____ DATASET

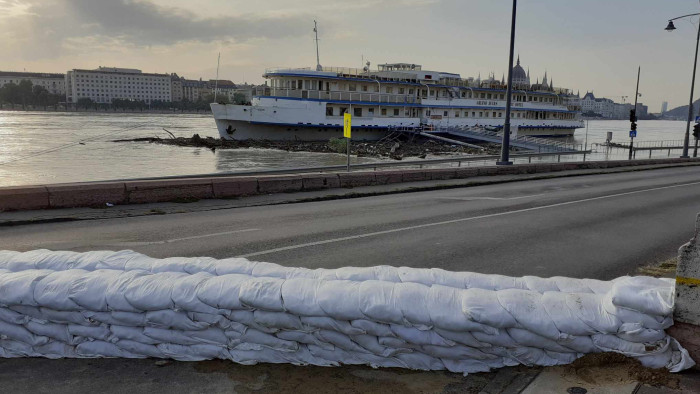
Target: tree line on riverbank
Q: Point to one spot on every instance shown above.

________
____ DATASET

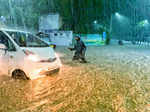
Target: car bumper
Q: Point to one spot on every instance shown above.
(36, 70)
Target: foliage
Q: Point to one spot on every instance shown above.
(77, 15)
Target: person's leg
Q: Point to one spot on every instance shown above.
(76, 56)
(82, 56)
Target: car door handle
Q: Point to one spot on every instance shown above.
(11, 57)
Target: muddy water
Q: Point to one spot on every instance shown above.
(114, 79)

________

> _AIM OF THE EXERCISE_
Please pick out every line in the items above that contains the string "Target". Treat uppercase and lowercase as different.

> _SOLVED EXERCISE_
Target: tree line on riverbank
Target: car bumper
Target: foliage
Target: person's leg
Target: car door handle
Target: muddy water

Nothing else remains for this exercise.